Entries taken from a collection:
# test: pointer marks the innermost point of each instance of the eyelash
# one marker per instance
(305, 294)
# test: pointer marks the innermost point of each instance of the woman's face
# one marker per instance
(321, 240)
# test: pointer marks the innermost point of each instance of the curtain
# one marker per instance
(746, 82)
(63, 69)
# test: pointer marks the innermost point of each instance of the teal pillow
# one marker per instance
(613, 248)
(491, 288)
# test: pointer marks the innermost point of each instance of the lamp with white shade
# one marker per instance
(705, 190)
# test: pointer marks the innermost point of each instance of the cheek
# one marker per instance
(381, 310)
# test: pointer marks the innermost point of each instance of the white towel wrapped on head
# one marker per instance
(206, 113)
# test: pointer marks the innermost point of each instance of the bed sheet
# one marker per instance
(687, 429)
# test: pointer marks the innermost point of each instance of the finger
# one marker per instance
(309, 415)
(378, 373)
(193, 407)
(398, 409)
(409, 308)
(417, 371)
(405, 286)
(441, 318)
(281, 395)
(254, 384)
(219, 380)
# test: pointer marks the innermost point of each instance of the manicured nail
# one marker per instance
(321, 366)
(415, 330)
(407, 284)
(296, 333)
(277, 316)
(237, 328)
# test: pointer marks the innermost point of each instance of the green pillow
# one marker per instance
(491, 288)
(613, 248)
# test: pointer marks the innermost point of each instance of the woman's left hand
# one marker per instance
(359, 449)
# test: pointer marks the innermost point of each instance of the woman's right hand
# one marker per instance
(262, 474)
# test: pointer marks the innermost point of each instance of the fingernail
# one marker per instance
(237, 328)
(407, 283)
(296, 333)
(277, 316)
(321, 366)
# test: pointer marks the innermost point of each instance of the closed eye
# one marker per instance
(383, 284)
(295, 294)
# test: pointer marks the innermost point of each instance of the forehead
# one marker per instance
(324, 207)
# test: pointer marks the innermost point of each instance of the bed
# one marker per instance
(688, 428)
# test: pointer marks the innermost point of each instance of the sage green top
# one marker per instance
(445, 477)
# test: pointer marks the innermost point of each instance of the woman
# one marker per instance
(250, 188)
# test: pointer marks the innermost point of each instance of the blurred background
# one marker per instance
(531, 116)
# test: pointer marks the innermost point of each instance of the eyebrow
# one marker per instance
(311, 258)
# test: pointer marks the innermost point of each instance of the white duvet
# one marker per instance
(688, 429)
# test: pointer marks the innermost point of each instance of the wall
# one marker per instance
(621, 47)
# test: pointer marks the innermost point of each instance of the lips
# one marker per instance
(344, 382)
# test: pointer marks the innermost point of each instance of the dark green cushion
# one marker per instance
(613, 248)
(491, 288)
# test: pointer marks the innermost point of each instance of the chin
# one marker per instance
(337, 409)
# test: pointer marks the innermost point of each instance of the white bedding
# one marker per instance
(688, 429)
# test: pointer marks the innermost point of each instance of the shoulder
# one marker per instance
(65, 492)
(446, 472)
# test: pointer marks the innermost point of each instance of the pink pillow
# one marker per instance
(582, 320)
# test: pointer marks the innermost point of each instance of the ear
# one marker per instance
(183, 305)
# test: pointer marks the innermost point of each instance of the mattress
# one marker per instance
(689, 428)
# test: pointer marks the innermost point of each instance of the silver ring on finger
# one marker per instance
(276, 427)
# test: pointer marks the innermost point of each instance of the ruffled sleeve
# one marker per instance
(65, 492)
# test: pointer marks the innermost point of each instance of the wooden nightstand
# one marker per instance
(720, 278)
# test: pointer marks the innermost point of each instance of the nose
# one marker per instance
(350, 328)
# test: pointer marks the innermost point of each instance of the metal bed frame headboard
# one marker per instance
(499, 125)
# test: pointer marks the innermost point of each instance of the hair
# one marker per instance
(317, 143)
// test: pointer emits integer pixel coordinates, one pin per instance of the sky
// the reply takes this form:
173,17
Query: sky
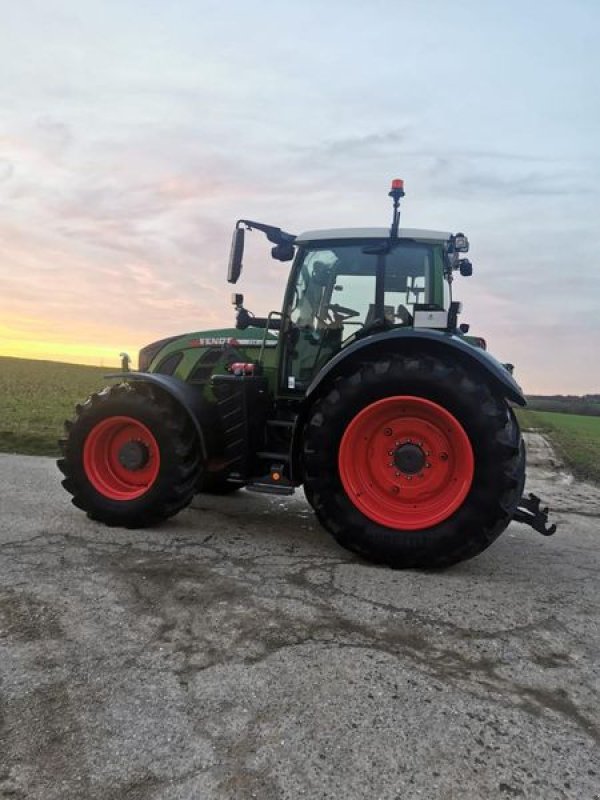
134,134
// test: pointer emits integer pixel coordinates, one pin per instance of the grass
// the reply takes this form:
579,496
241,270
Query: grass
37,396
35,399
575,437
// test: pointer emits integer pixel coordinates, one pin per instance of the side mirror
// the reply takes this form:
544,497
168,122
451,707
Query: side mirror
235,257
465,267
284,251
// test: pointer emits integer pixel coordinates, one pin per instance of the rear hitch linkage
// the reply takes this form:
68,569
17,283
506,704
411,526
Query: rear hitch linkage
529,513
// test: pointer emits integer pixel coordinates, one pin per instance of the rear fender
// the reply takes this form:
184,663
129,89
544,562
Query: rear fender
404,341
187,397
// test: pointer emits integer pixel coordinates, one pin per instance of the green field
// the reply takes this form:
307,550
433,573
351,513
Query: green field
37,396
35,399
576,438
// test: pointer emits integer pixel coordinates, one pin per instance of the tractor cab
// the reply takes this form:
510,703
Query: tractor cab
349,283
333,295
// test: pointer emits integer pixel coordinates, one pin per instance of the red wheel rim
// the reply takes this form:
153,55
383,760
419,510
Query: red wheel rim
406,463
121,458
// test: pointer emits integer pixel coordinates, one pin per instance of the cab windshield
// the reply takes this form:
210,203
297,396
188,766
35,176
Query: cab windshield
333,298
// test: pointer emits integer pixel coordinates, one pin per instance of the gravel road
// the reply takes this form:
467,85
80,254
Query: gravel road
238,652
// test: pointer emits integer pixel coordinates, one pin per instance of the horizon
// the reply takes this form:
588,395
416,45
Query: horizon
131,142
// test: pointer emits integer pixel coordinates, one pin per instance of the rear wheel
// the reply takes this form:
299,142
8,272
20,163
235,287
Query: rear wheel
413,461
130,457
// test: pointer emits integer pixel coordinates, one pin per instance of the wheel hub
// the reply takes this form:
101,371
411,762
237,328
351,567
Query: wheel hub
406,462
409,458
134,455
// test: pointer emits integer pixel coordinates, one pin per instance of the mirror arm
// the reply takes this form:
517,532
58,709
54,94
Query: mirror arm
273,234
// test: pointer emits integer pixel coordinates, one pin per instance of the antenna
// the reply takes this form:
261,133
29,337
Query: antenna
396,192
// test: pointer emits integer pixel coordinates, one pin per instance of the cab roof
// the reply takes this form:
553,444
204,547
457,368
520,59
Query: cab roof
417,234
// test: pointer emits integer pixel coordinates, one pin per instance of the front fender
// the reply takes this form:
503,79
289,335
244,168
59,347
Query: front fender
186,396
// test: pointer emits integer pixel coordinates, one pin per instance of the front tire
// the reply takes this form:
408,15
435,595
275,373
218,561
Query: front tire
130,457
413,461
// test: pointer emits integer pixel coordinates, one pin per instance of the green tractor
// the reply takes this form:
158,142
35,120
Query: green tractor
364,389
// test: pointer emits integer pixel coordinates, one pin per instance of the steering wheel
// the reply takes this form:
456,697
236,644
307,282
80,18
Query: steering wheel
336,315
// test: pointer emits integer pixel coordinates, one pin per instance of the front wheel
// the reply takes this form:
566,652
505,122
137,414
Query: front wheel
413,461
130,457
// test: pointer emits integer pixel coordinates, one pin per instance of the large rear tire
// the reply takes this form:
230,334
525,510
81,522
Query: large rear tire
414,462
130,457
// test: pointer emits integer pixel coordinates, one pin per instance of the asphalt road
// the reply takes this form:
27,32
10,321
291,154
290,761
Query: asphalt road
238,652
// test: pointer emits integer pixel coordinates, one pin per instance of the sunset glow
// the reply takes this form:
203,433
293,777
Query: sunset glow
131,143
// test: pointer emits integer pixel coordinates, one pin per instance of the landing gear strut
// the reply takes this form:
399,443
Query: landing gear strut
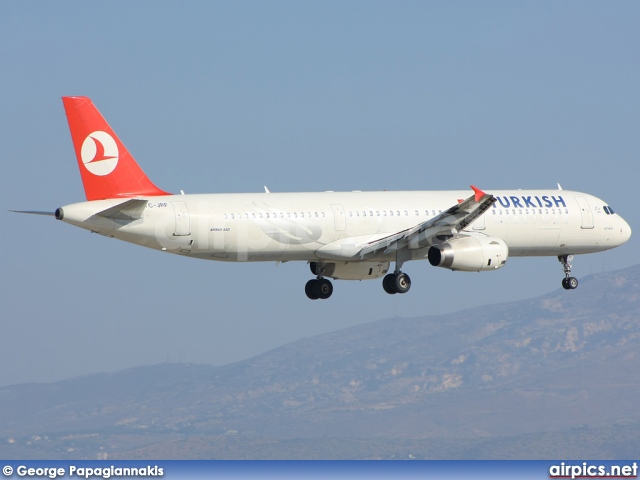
569,282
397,282
318,288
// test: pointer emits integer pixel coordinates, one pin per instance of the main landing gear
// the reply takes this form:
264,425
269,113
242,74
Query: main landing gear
569,282
318,288
396,282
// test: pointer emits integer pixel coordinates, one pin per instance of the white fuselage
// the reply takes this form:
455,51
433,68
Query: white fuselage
332,225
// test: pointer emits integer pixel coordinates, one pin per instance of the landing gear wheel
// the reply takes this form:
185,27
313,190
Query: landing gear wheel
325,288
388,283
570,283
402,282
318,289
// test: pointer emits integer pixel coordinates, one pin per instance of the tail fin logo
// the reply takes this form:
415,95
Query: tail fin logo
99,153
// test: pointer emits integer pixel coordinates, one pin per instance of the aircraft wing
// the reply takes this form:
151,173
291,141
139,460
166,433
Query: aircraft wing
438,228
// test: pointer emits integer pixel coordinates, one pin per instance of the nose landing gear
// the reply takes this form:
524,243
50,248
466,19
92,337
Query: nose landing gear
569,282
396,283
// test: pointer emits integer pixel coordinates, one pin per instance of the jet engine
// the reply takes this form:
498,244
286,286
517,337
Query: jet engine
350,270
470,254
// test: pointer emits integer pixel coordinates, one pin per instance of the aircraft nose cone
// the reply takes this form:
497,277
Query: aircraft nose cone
625,231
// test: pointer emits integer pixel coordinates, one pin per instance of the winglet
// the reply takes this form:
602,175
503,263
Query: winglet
479,193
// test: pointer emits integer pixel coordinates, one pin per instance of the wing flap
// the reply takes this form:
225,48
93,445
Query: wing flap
436,229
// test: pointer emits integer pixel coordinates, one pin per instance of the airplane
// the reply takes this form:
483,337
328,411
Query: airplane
341,235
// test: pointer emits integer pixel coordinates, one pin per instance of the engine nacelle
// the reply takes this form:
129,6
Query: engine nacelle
350,270
470,254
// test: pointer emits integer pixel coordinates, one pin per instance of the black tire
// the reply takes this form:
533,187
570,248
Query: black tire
402,283
325,288
312,290
388,283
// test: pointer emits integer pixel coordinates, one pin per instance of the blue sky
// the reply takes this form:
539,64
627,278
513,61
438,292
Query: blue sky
299,96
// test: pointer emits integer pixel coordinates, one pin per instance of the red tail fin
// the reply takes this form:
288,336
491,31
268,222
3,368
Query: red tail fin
108,170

Action item >> Find the string "woman" in the entries above and return each line that holds it.

Reply to the exercise >>
# test: pointer marks the innermost point of each instance of the woman's face
# test: pointer marks the innermost point of each instance of the woman's left hand
# test: pointer marks the innermost point of each instance of the woman's right hand
# test: pointer marks the innermost point of each instance of the woman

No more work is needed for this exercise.